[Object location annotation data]
= = = = = = =

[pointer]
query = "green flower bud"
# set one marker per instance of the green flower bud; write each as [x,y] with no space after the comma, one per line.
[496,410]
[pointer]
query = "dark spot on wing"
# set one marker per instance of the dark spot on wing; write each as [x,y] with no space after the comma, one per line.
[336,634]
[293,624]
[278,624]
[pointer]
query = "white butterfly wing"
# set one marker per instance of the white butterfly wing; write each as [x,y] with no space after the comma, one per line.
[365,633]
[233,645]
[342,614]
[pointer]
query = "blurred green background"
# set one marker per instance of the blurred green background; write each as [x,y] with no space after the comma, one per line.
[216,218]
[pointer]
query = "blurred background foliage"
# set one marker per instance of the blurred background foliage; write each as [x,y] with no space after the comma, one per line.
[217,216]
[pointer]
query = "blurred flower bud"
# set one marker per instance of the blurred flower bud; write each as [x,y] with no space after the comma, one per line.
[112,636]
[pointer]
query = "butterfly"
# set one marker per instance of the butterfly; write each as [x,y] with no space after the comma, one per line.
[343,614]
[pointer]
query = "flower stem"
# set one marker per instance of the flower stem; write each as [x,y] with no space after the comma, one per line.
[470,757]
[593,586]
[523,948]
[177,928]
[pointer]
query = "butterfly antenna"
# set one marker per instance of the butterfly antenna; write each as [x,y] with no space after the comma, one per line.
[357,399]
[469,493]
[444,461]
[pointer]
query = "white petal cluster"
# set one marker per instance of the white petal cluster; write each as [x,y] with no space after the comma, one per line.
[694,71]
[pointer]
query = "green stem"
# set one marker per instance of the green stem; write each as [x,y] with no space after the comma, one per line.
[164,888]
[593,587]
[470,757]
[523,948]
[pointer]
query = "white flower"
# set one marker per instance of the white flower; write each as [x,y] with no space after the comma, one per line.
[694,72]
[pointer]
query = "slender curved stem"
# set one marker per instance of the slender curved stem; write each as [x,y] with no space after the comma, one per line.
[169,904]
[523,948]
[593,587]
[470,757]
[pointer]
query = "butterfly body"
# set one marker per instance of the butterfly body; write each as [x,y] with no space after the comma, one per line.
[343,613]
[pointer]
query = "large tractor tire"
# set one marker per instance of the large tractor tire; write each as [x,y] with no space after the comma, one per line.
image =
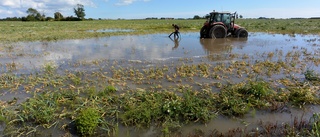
[242,33]
[204,32]
[218,31]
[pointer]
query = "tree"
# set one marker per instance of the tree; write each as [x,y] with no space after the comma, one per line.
[79,11]
[58,16]
[196,17]
[34,15]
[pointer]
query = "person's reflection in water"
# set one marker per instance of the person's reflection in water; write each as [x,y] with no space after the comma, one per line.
[176,43]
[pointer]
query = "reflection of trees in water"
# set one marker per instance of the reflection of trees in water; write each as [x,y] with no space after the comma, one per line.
[216,48]
[176,42]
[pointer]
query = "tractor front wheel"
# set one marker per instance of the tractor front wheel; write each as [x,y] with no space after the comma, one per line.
[218,31]
[242,33]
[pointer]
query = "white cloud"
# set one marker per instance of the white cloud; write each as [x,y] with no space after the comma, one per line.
[128,2]
[48,7]
[280,13]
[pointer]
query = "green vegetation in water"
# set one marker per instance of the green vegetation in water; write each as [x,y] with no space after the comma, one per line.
[87,121]
[115,93]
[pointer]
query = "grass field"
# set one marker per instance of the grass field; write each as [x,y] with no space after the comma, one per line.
[49,31]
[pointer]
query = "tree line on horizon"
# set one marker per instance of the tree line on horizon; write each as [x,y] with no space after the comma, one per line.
[35,15]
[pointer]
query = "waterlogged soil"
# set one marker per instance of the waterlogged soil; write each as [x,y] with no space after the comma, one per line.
[149,51]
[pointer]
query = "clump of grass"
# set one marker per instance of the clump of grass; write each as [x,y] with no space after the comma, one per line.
[87,121]
[143,108]
[310,75]
[315,122]
[302,95]
[49,67]
[41,109]
[236,100]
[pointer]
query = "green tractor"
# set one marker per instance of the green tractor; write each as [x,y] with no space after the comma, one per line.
[221,25]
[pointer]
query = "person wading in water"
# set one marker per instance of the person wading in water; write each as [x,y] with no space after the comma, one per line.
[176,31]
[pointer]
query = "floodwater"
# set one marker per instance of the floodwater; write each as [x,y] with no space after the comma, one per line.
[159,48]
[32,56]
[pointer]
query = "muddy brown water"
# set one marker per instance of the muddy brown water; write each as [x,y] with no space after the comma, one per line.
[29,57]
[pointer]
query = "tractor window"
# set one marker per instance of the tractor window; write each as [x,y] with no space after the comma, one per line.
[226,19]
[217,18]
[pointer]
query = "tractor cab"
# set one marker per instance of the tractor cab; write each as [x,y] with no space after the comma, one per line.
[222,18]
[221,25]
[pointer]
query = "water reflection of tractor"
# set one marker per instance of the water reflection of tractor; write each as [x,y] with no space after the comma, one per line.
[221,25]
[221,46]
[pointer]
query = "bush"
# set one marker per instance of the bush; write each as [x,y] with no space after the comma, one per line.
[87,121]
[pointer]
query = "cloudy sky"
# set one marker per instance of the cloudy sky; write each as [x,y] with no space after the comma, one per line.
[139,9]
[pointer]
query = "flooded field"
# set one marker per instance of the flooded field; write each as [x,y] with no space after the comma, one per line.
[157,63]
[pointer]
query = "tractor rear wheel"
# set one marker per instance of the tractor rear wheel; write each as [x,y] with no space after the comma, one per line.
[218,31]
[204,32]
[242,33]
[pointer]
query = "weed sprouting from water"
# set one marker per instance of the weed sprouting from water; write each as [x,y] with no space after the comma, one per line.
[87,121]
[310,75]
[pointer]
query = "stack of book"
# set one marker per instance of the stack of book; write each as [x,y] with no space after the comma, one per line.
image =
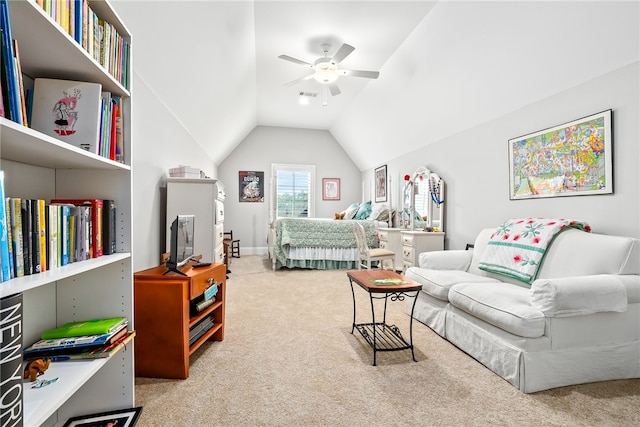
[91,339]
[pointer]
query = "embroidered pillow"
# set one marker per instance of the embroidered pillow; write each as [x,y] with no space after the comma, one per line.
[351,211]
[363,211]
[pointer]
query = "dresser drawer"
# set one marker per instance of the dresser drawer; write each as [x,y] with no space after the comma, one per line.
[407,253]
[201,282]
[408,239]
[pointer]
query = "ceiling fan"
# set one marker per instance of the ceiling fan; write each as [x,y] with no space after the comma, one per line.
[326,70]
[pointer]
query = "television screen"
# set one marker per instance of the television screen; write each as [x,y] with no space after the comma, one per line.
[184,238]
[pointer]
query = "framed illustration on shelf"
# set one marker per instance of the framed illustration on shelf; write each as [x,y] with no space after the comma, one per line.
[251,185]
[120,418]
[380,179]
[571,159]
[330,188]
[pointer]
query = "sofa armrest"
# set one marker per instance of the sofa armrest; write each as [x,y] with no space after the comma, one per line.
[445,260]
[579,295]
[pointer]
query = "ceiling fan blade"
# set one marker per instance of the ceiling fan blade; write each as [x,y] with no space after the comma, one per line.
[334,89]
[360,73]
[294,60]
[342,53]
[301,79]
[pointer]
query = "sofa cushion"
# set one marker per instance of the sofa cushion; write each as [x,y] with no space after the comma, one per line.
[438,282]
[580,295]
[503,305]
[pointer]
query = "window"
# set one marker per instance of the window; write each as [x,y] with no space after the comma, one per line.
[293,187]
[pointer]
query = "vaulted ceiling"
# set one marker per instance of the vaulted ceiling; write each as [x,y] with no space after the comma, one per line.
[444,66]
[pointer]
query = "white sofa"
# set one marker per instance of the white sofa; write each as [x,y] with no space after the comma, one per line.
[578,322]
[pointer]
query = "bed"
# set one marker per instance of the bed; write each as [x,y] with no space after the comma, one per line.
[317,243]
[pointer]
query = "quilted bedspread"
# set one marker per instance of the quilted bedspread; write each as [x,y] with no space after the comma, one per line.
[324,233]
[318,233]
[518,246]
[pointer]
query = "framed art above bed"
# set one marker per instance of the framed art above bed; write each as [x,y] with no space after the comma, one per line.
[330,188]
[380,179]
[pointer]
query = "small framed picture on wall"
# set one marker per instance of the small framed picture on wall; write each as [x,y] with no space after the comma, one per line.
[330,188]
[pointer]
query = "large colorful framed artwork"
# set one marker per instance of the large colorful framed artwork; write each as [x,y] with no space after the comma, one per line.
[571,159]
[251,185]
[380,179]
[330,188]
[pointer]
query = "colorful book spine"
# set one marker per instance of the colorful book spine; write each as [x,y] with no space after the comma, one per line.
[11,387]
[12,268]
[53,228]
[16,236]
[4,235]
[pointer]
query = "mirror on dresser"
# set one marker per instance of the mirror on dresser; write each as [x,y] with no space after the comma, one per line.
[426,190]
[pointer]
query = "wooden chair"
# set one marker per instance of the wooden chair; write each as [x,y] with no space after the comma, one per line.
[366,255]
[234,244]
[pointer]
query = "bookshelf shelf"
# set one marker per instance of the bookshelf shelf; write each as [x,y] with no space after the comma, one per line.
[37,166]
[50,50]
[42,403]
[25,145]
[25,283]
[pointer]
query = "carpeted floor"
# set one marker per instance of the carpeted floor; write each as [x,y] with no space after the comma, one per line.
[289,359]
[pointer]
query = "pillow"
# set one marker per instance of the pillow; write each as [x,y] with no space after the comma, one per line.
[351,211]
[363,211]
[376,210]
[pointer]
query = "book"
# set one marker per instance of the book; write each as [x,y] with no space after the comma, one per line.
[70,344]
[109,227]
[85,327]
[35,236]
[96,221]
[95,352]
[7,206]
[5,268]
[42,218]
[54,226]
[16,235]
[68,110]
[25,208]
[11,315]
[8,65]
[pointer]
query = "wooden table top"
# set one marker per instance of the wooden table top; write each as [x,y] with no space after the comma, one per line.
[367,280]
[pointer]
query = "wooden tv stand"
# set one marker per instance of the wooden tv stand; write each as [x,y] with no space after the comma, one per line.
[163,318]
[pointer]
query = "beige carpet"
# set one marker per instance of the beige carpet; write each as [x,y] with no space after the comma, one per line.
[289,359]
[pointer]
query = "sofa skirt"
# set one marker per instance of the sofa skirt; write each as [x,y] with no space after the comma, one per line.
[531,365]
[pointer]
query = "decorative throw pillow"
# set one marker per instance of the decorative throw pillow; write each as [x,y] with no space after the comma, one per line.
[376,210]
[351,211]
[363,211]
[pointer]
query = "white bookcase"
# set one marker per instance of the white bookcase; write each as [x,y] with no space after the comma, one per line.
[38,166]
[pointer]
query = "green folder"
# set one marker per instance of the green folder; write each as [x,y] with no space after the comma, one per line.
[85,327]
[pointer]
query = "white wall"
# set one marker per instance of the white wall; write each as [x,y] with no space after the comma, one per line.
[160,142]
[474,163]
[266,145]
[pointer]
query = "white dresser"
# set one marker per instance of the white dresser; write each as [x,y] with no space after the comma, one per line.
[391,239]
[203,198]
[416,242]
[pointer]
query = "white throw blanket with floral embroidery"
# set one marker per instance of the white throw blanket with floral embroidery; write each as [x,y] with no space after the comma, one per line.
[517,247]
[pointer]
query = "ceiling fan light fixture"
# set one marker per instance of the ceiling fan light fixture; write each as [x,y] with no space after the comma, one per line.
[325,76]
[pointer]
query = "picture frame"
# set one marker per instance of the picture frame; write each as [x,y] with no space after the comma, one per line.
[251,186]
[380,179]
[330,188]
[571,159]
[120,418]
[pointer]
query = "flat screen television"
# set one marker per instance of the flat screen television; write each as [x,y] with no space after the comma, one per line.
[181,242]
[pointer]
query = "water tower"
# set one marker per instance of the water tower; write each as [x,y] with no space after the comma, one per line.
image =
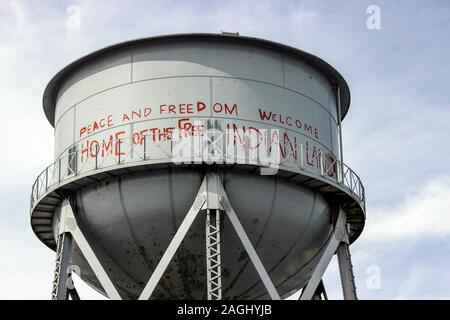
[198,166]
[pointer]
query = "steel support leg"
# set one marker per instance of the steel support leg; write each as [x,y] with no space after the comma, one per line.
[68,228]
[213,259]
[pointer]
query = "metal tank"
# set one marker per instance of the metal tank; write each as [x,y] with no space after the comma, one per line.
[124,191]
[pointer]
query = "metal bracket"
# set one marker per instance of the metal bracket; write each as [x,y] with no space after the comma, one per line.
[211,196]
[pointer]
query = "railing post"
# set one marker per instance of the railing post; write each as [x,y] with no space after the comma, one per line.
[302,164]
[76,161]
[118,141]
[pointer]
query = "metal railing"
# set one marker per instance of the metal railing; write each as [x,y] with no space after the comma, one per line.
[81,160]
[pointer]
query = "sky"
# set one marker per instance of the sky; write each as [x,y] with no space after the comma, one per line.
[395,56]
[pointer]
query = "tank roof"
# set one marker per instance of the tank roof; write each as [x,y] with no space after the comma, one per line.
[50,93]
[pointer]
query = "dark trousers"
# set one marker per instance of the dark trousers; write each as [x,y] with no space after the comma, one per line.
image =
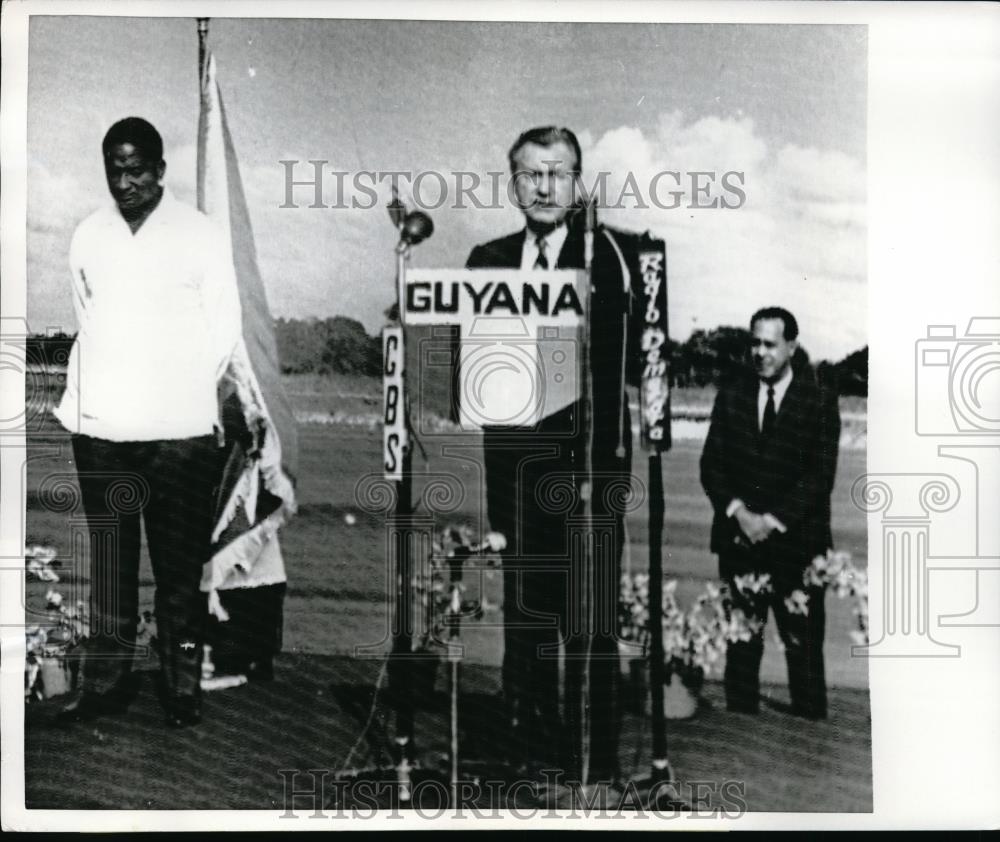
[170,485]
[802,637]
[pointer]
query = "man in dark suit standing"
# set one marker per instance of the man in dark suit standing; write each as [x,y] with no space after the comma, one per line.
[524,465]
[768,467]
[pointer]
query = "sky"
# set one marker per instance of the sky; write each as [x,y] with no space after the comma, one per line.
[783,105]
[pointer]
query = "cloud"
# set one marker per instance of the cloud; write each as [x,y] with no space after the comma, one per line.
[799,239]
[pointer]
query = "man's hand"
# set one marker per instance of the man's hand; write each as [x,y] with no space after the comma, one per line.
[754,526]
[495,541]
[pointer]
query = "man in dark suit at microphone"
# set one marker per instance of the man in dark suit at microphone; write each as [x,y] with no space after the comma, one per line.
[523,465]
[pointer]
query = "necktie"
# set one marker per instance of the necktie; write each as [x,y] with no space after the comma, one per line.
[767,425]
[541,262]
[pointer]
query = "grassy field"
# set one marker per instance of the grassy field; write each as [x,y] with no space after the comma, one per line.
[338,581]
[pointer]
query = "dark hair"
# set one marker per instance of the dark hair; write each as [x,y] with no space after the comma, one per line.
[791,330]
[546,136]
[140,133]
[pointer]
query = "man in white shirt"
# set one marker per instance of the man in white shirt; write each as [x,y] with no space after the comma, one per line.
[158,315]
[541,597]
[768,467]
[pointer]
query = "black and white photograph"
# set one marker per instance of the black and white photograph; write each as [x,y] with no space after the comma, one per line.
[436,415]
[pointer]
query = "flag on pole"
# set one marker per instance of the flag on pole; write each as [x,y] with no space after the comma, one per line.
[257,493]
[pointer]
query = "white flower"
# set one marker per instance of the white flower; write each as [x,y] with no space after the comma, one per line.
[797,602]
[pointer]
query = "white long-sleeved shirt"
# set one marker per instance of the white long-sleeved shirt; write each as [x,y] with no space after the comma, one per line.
[158,314]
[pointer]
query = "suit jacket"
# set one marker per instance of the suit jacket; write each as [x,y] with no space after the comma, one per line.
[610,327]
[790,474]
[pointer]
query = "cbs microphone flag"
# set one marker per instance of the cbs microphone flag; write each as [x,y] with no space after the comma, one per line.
[257,493]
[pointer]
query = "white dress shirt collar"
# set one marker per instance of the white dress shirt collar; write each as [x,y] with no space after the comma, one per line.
[554,241]
[780,387]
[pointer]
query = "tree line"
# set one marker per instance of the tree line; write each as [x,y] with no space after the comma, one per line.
[340,345]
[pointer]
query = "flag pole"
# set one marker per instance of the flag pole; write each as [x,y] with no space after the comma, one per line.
[202,36]
[589,545]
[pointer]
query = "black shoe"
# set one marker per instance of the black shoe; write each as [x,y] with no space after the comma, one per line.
[88,706]
[806,712]
[184,711]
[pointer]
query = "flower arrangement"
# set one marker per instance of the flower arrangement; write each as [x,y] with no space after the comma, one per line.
[695,639]
[837,571]
[50,667]
[38,561]
[48,670]
[440,590]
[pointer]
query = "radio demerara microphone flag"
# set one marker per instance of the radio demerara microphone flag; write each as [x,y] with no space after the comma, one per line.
[257,493]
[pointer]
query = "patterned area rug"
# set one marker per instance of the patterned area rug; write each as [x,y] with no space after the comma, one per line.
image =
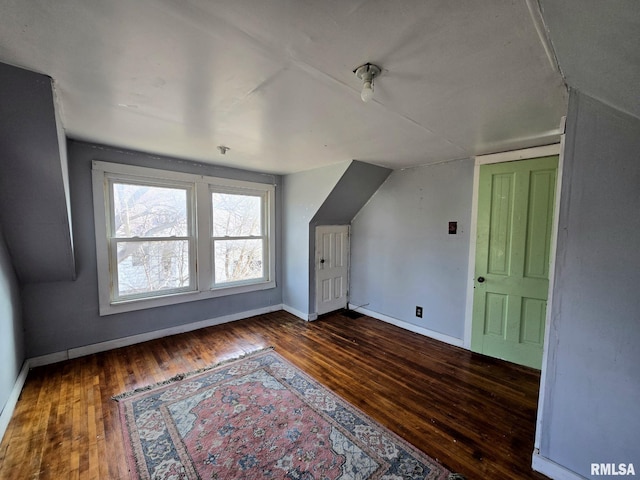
[260,417]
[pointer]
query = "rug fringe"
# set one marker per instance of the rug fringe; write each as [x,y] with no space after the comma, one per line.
[182,376]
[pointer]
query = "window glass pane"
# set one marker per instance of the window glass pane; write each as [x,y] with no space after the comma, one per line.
[155,266]
[148,211]
[236,215]
[238,260]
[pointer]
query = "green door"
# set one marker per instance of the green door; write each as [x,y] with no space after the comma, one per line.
[515,218]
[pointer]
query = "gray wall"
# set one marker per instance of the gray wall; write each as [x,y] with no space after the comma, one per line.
[33,178]
[63,315]
[11,339]
[354,189]
[591,409]
[402,254]
[304,193]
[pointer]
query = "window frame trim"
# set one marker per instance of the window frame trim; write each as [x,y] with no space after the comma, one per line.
[264,236]
[202,215]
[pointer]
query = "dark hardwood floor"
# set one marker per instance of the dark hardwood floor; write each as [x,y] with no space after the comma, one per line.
[473,414]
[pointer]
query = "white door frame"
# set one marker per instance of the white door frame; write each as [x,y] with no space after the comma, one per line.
[544,151]
[317,261]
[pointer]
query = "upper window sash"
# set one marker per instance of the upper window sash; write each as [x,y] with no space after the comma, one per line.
[200,233]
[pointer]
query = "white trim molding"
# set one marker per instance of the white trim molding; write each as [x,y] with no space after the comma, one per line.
[144,337]
[456,342]
[552,469]
[10,406]
[307,317]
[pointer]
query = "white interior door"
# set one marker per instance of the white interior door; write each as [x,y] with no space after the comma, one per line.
[332,267]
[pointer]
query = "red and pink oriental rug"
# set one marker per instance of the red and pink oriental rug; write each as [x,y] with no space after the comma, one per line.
[260,417]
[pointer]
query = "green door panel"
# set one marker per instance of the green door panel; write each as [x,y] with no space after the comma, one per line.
[515,219]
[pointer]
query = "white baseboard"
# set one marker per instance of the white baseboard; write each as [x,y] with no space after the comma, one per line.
[10,406]
[301,315]
[144,337]
[411,327]
[552,469]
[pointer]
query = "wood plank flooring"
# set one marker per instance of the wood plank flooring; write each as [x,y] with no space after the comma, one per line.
[473,414]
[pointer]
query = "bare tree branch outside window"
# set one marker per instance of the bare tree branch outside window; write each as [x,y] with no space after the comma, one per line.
[238,237]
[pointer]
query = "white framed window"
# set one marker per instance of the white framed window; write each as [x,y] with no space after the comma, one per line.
[167,237]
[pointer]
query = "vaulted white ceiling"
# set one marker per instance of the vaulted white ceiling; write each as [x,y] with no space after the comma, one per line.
[273,80]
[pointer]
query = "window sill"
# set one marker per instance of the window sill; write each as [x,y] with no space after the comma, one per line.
[177,298]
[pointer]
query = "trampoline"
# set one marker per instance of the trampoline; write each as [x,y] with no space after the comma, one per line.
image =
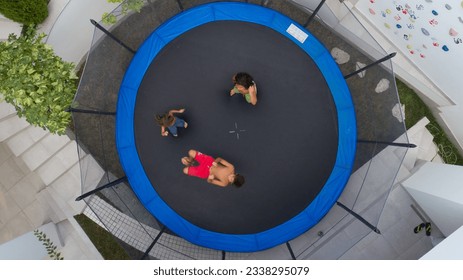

= = = = = = =

Tally the lines in the rows above that contain the string "cushion", and give only that number.

2